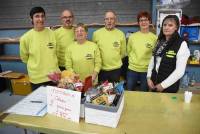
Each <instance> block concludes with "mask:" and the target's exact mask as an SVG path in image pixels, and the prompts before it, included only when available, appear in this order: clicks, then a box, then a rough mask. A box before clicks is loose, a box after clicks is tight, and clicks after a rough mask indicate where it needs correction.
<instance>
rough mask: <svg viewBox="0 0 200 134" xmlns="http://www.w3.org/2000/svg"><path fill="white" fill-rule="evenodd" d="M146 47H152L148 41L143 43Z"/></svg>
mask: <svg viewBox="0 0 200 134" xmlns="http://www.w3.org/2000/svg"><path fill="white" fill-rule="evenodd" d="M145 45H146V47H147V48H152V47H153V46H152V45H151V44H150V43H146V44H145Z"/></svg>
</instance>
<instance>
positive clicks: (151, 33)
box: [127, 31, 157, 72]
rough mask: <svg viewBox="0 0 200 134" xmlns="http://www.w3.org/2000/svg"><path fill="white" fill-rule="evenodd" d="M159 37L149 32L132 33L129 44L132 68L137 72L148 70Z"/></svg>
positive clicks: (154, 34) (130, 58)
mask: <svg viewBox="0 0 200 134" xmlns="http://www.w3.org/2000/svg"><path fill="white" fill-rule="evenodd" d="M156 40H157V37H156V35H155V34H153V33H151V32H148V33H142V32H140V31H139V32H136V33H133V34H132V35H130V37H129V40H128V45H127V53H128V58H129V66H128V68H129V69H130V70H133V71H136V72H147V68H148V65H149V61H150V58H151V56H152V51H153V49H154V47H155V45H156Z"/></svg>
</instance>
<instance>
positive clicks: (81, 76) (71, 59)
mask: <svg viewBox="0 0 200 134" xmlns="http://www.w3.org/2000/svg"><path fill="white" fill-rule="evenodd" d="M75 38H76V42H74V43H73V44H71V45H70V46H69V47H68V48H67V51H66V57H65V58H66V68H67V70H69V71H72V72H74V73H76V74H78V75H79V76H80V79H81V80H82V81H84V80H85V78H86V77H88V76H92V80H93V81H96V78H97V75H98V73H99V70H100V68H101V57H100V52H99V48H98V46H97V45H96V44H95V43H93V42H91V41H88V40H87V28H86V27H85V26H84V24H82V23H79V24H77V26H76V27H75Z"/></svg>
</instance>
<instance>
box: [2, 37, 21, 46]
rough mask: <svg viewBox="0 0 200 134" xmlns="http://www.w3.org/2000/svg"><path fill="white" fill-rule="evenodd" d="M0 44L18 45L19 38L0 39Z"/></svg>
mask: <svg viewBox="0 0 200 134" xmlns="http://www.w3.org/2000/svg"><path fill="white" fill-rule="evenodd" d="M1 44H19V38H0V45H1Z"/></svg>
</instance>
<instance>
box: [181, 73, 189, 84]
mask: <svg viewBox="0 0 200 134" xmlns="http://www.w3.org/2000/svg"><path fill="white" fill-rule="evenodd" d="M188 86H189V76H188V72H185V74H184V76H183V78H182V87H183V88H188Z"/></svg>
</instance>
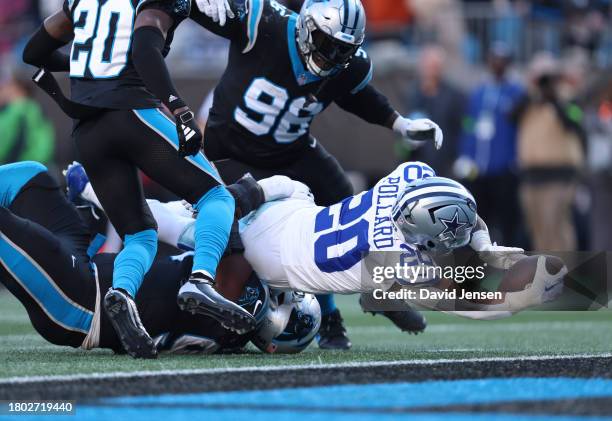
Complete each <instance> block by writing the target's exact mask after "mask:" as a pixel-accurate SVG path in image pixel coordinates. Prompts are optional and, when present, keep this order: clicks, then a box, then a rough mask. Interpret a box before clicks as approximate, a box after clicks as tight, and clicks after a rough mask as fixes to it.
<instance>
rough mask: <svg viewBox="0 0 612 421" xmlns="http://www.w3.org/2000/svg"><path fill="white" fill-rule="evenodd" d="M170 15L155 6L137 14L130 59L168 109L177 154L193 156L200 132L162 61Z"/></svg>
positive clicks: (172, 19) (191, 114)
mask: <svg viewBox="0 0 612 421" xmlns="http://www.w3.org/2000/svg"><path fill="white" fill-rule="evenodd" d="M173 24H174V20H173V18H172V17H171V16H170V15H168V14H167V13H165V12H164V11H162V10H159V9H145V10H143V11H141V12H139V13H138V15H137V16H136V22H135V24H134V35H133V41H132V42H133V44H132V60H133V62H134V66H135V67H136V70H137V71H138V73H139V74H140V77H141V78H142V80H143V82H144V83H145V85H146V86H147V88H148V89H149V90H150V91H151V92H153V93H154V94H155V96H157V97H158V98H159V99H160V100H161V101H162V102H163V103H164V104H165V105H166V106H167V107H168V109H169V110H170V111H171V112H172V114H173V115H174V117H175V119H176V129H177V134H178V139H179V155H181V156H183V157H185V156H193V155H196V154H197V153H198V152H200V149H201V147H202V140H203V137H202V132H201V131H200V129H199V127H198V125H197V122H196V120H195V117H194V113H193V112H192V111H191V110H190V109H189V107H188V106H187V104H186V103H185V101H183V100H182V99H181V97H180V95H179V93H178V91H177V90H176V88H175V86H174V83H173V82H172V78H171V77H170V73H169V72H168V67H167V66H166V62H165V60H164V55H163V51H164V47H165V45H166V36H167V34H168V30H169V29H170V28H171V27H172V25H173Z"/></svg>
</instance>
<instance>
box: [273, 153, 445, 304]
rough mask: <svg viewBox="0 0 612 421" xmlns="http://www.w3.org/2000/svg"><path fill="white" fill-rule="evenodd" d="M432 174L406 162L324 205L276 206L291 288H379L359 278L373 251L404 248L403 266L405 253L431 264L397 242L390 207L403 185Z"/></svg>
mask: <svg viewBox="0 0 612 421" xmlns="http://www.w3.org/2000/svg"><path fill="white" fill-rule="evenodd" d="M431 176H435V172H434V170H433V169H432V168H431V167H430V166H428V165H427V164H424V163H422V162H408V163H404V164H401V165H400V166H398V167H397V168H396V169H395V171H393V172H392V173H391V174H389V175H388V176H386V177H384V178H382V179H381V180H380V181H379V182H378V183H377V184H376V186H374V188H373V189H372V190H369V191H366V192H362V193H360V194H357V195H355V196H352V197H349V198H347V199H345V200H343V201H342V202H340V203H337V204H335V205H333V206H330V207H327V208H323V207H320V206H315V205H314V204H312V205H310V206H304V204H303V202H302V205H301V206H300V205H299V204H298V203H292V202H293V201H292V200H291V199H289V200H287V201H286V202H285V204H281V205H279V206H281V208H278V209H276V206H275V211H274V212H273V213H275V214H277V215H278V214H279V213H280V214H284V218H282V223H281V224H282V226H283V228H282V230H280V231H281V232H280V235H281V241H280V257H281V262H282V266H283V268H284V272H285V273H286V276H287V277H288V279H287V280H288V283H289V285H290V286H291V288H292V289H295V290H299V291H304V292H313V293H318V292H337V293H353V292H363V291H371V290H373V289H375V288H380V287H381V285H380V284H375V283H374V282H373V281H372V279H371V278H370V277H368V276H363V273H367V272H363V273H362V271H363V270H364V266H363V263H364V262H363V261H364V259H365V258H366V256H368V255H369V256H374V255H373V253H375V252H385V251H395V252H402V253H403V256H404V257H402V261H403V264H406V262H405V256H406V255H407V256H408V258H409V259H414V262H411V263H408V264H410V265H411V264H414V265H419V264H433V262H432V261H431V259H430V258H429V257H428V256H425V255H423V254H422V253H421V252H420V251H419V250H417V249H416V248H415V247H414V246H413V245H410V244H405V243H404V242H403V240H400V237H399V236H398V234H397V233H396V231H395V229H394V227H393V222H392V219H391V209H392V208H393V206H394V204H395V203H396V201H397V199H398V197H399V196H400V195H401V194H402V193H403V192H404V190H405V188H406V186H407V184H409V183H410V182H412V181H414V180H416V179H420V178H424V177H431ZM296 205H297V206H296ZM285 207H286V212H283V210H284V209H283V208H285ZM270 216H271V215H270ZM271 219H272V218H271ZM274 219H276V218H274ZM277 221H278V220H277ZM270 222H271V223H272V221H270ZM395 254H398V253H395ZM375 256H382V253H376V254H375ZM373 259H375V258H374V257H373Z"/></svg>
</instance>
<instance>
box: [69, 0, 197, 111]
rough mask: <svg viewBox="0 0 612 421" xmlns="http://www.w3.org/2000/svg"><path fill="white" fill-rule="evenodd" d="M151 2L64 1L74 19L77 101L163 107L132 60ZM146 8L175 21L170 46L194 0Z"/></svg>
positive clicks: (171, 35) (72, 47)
···
◆ INSTRUCTIONS TO FOLLOW
Show every line of the data above that contains the word "clicks", copied in full and in the order the lines appear.

◆ RESULT FOR THIS TASK
Each <instance> block concludes with "mask:" and the target's exact mask as an SVG path in image pixels, and the prompts before it, included only when available, appear in this order: clicks, then a box, then a rough mask. A box before clicks is loose, a box after clicks is tight, and clicks after a rough mask indicate where it needs correction.
positive clicks: (151, 33)
positive clicks: (154, 34) (130, 58)
positive clicks: (81, 76) (71, 59)
Complete each <instance> block by writing the target's exact mask after "mask:" as a pixel-accurate SVG path in image pixel coordinates. Prompts are optional and, when present, keep this order: clicks, then a box, then a rough mask. Interpret a box before clicks as approximate, a box after clicks as tight, and clicks after a rough mask as fixes to it.
positive clicks: (172, 19) (191, 114)
positive clicks: (171, 35) (72, 47)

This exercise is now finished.